Write out the lines below as a numbered list, skipping any blank lines.

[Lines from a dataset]
.....

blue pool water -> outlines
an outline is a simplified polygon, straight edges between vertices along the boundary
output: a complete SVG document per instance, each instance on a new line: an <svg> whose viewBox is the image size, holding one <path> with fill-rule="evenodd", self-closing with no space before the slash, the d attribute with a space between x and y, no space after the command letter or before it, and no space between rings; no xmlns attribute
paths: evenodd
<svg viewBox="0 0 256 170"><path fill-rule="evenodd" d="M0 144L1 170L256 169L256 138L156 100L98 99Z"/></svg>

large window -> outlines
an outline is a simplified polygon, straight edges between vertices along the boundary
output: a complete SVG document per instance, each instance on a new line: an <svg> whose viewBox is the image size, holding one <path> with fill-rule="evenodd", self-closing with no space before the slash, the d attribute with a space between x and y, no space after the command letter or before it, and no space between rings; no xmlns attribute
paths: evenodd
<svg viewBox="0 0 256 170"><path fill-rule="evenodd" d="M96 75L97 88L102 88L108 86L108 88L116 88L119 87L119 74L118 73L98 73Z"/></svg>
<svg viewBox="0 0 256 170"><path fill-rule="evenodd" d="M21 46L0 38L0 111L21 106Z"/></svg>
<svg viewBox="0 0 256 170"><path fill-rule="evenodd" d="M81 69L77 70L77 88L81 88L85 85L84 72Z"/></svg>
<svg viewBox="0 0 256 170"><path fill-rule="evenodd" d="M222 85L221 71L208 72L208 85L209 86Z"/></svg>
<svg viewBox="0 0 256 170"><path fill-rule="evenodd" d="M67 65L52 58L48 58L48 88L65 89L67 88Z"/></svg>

.....

**Completed exercise**
1. blue pool water -> outlines
2. an outline is a simplified polygon, straight edges between vertices along the boundary
3. output: a complete SVG document per instance, each instance on a new line: an <svg> whose viewBox is the image size, holding one <path> with fill-rule="evenodd", self-closing with no space before the slash, the d attribute with a space between x and y, no space after the command letter or before it, and no space between rings; no xmlns attribute
4. paths: evenodd
5. <svg viewBox="0 0 256 170"><path fill-rule="evenodd" d="M0 144L1 170L256 169L256 138L156 100L98 99Z"/></svg>
6. large window -> outlines
7. an outline is a simplified polygon, straight edges between vertices along the boundary
8. output: a complete SVG document per instance, each instance on a new line: an <svg> whose viewBox is the image size, holding one <path> with fill-rule="evenodd", self-closing with no space before the slash, the d attribute with a space between x and y, no space after the command letter or before it, and no space between rings; no xmlns attribute
9. paths: evenodd
10. <svg viewBox="0 0 256 170"><path fill-rule="evenodd" d="M96 75L97 88L102 88L108 86L108 88L116 88L119 87L119 74L118 73L98 73Z"/></svg>
11. <svg viewBox="0 0 256 170"><path fill-rule="evenodd" d="M21 46L0 38L0 111L21 106Z"/></svg>
12. <svg viewBox="0 0 256 170"><path fill-rule="evenodd" d="M81 69L77 70L77 88L81 88L85 85L84 72Z"/></svg>
13. <svg viewBox="0 0 256 170"><path fill-rule="evenodd" d="M222 85L221 71L208 72L208 85L209 86Z"/></svg>
14. <svg viewBox="0 0 256 170"><path fill-rule="evenodd" d="M67 65L52 58L48 58L48 88L65 89L67 88Z"/></svg>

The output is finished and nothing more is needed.